Re: [sqlite] Questions on big blobs and blob I/O

2017-03-29 Thread Stephen Chrzanowski
@Jens;

I'd take what David suggested one step further and just remove the BLOB
from the tables of concern and keep the blob on a 1:1 PK:FK relationship
and only look at the BLOB tables when required.  That way if you do an
occasional [select * from ...] you're not reading the BLOB because it's
living somewhere else.

I make this suggestion not just because of SQLite, but, any DBMS I've
developed for.  Keep the really big data somewhere else, with a
relationship to the primary resource required, and then only query that
massive chunk when required through a specialized view or select.

On Wed, Mar 29, 2017 at 2:11 PM, David Raymond <david.raym...@tomtom.com>
wrote:

> Remember to make the blob field the very last field in your table schema,
> and avoid "select * from", otherwise you can create performance problems.
> The data for a record is stored in the same order as the fields are
> defined, and overflow pages are a linked list. So if you have your 100 MB
> blob first, and your ID second, then you will have to read through all 100
> MB of the blob to get to your ID.

* RECORD LIST:
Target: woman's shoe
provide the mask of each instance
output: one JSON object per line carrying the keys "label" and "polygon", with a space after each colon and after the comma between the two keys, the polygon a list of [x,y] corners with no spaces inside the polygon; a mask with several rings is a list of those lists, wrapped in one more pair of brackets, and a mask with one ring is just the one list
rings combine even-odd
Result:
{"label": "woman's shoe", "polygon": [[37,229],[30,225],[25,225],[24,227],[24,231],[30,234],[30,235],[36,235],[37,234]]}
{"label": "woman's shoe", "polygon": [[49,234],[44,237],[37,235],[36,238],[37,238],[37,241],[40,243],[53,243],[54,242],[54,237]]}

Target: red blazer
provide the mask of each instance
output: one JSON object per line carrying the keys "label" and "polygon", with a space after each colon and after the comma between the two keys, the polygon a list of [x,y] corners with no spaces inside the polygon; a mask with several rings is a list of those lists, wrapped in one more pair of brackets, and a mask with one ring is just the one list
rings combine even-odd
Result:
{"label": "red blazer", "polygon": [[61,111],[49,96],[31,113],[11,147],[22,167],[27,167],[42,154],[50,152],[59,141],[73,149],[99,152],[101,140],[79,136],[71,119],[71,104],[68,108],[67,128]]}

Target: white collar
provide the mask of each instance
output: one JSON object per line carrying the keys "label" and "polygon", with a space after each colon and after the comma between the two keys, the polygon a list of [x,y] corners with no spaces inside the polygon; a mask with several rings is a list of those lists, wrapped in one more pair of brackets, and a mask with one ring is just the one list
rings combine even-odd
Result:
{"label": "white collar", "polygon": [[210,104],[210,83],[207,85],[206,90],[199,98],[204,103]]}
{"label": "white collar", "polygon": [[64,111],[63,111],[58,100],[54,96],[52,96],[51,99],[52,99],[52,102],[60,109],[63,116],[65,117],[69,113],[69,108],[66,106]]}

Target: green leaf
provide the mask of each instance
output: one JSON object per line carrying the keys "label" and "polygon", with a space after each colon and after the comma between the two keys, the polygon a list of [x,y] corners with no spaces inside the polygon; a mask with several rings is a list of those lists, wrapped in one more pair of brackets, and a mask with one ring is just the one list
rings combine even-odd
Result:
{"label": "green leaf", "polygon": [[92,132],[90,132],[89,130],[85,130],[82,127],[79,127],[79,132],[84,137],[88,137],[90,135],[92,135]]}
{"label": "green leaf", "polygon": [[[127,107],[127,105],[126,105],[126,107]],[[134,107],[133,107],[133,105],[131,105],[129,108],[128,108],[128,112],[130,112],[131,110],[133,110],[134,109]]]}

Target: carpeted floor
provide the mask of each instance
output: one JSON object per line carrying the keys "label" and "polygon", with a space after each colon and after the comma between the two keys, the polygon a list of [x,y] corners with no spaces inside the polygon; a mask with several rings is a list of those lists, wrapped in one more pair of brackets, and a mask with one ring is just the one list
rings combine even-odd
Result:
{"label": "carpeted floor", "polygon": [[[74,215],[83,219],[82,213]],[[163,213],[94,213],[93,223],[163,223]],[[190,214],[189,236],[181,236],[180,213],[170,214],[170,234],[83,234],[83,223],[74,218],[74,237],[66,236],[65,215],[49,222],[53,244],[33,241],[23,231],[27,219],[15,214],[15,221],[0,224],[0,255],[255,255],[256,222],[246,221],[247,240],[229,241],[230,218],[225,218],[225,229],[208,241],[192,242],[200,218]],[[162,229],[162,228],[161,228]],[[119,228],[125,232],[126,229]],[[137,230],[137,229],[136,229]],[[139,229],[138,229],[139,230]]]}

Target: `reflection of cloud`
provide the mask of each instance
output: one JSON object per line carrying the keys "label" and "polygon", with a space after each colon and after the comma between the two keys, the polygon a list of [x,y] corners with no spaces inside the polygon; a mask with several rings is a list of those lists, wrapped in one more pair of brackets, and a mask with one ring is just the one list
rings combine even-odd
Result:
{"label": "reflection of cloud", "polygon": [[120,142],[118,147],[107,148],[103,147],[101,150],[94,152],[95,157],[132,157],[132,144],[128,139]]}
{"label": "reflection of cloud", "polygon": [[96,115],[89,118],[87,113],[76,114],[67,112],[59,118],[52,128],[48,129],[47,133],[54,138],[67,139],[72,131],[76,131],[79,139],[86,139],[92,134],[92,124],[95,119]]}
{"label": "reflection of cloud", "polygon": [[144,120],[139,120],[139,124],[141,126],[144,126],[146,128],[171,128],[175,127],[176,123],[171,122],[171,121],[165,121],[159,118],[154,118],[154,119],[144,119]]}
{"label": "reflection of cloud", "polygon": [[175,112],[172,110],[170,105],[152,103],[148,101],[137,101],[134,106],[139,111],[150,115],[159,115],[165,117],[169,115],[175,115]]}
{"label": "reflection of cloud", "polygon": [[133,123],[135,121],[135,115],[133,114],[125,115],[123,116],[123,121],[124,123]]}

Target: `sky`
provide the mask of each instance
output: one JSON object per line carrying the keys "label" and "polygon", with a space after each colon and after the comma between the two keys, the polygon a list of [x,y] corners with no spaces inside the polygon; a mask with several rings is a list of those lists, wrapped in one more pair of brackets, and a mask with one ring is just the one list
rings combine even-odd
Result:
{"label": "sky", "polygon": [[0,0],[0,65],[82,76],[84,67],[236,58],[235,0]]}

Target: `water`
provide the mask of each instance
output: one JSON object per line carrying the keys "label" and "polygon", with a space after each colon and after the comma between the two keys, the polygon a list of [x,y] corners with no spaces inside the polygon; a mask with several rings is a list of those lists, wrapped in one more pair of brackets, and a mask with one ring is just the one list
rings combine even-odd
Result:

* INSTRUCTIONS TO FOLLOW: Copy the stretch of the SQLite blob thread above from "I'd take what" through "living somewhere else.", word for word.

* THE ANSWER:
I'd take what David suggested one step further and just remove the BLOB
from the tables of concern and keep the blob on a 1:1 PK:FK relationship
and only look at the BLOB tables when required.  That way if you do an
occasional [select * from ...] you're not reading the BLOB because it's
living somewhere else.